◆ Problem requirements:
Scan the entries line by line and return those with "wearing".

◆ Material for the task:
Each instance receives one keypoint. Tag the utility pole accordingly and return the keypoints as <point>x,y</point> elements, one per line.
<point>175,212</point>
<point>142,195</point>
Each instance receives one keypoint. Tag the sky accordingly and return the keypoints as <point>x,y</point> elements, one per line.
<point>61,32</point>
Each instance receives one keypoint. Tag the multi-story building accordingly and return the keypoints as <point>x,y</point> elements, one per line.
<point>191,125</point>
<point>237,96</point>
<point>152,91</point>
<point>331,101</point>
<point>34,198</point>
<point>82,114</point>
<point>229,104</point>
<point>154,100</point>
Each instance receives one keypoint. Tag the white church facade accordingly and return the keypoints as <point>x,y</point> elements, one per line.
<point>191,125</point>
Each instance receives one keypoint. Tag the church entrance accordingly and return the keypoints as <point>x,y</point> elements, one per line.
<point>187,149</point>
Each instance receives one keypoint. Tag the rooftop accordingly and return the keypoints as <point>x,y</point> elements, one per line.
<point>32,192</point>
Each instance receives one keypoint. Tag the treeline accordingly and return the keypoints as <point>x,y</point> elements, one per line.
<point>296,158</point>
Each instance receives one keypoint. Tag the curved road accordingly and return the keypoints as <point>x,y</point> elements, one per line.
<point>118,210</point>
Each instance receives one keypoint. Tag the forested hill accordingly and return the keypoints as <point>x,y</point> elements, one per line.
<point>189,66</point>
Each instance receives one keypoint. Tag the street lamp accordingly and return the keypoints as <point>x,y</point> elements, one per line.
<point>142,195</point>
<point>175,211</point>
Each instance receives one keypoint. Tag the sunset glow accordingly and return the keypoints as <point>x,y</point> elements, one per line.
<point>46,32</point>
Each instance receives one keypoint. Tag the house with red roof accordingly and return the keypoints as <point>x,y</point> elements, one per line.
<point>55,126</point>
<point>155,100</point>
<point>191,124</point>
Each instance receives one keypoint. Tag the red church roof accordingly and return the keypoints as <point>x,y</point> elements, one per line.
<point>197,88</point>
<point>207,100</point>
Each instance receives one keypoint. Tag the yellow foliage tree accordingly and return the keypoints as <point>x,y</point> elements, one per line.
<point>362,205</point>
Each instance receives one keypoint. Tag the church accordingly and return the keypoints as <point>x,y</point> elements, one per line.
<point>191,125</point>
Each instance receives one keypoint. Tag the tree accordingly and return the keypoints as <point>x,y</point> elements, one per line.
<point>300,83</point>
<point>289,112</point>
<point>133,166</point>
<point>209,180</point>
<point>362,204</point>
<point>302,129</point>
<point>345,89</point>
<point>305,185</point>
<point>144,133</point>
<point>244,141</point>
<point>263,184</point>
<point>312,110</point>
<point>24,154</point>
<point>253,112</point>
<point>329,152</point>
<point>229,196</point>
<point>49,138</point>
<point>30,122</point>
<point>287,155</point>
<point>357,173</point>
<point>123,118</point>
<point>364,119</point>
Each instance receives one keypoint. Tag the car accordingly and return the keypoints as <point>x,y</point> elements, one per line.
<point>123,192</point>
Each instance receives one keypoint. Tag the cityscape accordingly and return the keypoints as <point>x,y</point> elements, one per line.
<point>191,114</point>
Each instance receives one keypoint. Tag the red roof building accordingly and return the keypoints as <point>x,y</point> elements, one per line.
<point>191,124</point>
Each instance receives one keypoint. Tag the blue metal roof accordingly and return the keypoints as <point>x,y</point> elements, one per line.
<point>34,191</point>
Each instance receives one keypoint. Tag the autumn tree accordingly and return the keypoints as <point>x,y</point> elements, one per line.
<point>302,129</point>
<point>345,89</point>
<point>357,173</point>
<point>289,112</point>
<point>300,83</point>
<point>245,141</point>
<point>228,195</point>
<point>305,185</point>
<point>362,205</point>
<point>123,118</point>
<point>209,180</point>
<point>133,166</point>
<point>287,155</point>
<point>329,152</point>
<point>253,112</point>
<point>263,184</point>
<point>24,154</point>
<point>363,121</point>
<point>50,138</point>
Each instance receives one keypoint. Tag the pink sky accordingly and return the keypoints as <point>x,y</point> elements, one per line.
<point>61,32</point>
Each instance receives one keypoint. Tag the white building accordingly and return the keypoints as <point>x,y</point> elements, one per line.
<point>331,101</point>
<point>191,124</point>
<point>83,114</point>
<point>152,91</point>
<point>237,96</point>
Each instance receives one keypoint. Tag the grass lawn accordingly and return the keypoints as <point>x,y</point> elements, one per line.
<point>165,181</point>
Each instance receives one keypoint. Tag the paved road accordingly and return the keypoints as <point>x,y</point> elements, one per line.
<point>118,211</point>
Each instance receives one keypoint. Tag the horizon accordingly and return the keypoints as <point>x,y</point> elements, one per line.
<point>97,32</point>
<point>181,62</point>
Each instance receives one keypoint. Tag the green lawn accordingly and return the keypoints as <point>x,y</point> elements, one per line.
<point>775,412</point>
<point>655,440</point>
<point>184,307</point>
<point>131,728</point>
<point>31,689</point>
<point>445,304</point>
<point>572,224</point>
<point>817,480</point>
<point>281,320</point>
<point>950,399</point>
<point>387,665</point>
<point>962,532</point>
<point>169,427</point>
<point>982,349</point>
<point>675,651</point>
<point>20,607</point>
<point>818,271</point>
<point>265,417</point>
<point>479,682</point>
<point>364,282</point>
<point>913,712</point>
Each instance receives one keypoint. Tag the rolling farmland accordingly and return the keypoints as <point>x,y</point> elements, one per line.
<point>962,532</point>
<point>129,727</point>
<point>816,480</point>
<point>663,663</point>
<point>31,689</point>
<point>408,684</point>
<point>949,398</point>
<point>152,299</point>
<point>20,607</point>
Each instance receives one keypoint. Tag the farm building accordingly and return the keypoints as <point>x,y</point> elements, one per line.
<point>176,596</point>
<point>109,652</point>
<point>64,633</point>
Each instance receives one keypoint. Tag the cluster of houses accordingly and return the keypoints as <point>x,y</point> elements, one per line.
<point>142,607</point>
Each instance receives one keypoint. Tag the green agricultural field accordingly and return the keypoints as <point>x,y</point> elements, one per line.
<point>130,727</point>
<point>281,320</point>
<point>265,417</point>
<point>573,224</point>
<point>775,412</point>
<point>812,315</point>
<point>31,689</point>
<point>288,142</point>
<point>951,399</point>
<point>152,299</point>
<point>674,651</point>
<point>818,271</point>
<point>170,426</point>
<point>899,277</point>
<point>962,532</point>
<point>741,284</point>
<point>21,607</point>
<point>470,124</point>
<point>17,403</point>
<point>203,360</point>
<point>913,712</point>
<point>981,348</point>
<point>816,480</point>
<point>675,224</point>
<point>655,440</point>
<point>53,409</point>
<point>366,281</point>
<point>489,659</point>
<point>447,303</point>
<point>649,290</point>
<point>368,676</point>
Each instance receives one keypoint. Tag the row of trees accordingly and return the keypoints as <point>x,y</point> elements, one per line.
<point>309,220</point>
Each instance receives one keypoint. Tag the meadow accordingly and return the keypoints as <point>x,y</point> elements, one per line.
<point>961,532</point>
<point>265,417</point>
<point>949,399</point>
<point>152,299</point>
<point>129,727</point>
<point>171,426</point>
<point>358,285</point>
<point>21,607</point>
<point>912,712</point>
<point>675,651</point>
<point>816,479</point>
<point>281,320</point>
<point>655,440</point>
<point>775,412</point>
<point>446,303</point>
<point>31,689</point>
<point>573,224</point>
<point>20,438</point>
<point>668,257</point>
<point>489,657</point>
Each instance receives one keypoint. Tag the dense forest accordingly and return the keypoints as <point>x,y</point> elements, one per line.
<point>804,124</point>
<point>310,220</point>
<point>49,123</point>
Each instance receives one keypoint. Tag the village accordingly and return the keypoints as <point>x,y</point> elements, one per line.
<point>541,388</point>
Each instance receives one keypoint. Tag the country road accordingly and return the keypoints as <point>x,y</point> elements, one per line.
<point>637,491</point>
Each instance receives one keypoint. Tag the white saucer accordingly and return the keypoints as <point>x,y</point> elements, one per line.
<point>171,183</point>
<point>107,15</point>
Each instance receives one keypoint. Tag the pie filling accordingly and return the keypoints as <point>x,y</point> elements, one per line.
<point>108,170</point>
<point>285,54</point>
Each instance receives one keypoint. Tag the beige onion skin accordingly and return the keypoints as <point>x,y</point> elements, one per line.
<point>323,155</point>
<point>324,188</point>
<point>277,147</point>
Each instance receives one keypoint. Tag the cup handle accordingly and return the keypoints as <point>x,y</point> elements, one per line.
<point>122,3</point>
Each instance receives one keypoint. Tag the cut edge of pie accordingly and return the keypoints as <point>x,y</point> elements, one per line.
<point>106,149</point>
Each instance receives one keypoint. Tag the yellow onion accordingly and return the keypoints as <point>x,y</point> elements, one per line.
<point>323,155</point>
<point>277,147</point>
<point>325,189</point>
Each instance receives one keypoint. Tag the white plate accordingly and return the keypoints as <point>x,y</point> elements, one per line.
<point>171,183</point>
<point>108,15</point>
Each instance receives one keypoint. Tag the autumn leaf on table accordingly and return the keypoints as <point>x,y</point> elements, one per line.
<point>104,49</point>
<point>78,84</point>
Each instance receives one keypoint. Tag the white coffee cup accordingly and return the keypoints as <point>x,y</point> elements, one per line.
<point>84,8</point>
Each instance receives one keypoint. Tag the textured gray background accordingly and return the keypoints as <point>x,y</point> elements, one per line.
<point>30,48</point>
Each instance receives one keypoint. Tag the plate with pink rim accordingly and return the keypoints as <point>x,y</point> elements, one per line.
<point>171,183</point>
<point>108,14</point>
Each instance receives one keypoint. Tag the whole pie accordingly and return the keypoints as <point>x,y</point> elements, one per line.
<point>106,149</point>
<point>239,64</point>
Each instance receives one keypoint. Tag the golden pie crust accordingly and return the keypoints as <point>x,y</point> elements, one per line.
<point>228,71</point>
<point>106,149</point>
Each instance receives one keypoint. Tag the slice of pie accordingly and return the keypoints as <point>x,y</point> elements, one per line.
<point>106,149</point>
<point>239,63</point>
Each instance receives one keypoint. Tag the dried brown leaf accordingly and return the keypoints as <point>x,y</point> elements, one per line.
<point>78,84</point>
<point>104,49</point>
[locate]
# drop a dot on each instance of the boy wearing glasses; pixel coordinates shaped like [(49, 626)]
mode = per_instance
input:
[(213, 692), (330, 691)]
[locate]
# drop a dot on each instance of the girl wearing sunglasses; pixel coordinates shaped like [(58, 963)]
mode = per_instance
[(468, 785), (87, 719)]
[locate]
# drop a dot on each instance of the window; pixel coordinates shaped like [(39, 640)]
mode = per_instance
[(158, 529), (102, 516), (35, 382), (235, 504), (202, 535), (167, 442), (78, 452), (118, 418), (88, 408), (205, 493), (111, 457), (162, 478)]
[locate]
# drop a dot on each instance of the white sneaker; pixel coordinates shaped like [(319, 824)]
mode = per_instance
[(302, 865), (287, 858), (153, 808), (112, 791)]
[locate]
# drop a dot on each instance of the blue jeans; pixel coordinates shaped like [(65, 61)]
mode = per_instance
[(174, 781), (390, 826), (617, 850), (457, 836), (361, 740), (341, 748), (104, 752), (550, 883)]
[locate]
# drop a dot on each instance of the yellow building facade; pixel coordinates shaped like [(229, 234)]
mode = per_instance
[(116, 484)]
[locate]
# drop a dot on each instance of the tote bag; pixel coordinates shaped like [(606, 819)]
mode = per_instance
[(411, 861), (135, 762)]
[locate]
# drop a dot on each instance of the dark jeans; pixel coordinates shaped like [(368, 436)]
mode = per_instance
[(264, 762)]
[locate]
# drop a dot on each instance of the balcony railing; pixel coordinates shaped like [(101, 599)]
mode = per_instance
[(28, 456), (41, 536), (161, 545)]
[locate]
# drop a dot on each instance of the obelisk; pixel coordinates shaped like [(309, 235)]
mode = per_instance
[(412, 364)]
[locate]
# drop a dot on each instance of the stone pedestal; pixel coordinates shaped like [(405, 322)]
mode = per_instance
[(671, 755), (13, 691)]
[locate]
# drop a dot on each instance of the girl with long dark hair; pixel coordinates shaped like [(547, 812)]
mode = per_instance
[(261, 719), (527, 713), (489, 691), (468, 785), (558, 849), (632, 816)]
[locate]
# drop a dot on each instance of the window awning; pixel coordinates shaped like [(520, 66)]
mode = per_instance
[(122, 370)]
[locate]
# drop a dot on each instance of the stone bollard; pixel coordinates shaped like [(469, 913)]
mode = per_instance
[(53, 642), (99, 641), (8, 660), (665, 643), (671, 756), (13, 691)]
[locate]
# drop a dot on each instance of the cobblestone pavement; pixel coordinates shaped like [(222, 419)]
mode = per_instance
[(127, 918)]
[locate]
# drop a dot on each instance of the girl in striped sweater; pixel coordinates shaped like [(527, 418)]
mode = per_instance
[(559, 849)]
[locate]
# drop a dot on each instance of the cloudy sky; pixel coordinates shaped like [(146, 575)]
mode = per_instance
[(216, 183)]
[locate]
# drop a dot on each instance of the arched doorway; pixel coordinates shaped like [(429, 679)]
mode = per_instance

◆ Expected answer:
# drop a dot on each instance of the boy wearing glasses; pixel coordinates shaped like [(49, 626)]
# drop a dot on each instance of the girl wearing sunglasses; pixel coordinates shaped like [(58, 963)]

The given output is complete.